━━ SUPPLIED RECORDS ━━

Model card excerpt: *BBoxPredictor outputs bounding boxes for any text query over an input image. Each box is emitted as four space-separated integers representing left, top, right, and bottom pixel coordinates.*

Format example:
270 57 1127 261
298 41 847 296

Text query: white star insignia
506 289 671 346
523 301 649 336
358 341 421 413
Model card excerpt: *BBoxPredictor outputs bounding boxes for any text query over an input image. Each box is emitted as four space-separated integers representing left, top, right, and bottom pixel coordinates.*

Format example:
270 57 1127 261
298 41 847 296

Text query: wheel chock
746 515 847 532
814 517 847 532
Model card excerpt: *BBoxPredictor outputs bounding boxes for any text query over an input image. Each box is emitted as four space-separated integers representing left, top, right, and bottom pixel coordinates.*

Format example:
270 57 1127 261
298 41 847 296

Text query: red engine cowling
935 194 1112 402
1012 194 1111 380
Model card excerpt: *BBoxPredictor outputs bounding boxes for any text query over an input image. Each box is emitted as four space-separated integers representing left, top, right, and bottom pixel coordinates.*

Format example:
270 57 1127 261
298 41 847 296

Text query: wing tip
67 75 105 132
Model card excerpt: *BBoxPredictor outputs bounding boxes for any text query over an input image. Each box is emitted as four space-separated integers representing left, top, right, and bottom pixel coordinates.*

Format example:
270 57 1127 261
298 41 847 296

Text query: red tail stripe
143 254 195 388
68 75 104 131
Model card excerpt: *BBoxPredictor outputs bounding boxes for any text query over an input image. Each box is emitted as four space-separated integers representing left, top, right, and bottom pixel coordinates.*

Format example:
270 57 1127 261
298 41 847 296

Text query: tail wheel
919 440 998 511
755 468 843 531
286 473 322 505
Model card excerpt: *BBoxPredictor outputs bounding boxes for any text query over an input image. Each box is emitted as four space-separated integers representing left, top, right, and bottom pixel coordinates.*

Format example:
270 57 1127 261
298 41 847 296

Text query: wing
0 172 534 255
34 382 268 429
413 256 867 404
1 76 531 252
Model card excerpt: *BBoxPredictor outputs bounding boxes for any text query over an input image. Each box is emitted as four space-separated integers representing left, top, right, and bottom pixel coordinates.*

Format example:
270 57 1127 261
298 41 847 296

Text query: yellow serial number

━━━

Each line of the data is to be transcribed exactly.

• _TASK SOLUTION_:
Model card excerpt: *BBoxPredictor outputs bounding boxes for any text query over an input image. Each box is emitted as four space-separated integers representing left, top, right, and bottom pixel coordinates.*

Format example:
270 57 1127 261
298 41 847 296

Text query: white star insignia
506 289 671 346
523 301 649 336
358 341 421 413
Model card excerpt: *BBoxPredictor outputs bounding boxes for any text query over an input image. Each box is emitted as four space-separated integers representing left, top, right, and bottom pixel coordinates.*

Format example:
270 57 1127 261
298 41 847 296

Text query: wheel chock
746 515 847 532
814 517 847 532
Model card excerpt: *BBoxPredictor outputs bounding boxes for any text query over an input image. Each box is emitted as four space-separated integers representing left, top, right, and bottom pixel coordinates.*

Format example:
270 57 1127 261
298 41 847 296

Text query: red engine cowling
935 194 1112 402
1012 194 1111 380
Model card excerpt: *BBoxPredictor outputs bounding boxes for any text query over an input image. Each box is emitted as four space-separated integers representing left, top, right, and bottom pixel coordinates.*

Format example:
270 57 1127 261
298 41 847 296

Text query: wing tip
67 75 105 132
Model card excerpt: *BBoxPredictor outputs bounding boxes for any text query over an input image. Each box is emitted as four space-separated integers representing left, top, right, and bottom pixel coordinates.*

Format example:
270 57 1127 261
298 41 847 296

Text query: red tail stripe
143 254 195 388
68 75 104 131
Model card excerpt: *BBoxPredictor outputs bounding boxes for any text query over an input image. Each box is emitted as four space-separated integers representing left, top, right, and bottom pixel coordinates.*

Format example:
270 57 1127 261
298 41 847 296

Text query: tail wheel
919 440 998 511
755 468 843 531
286 473 322 505
Model card excerpt: *BBoxPredictor outputs bounding boxes for any text query over an input image. Each box is emitted as four space-separated integers representing left, top, right, and bottom pixel coordinates.*

Format example:
270 57 1127 261
298 41 847 296

Text query: wing
0 172 534 255
34 382 268 429
413 256 867 404
1 76 531 252
Model card excerpt: *BBoxPredictor outputs bounding boxes for any text query over an input image. Each box is emitted as four space-separated integers representing left, top, right, and bottom pixel coordinates.*

Format example:
270 57 1127 261
298 41 847 296

Text query: yellow serial number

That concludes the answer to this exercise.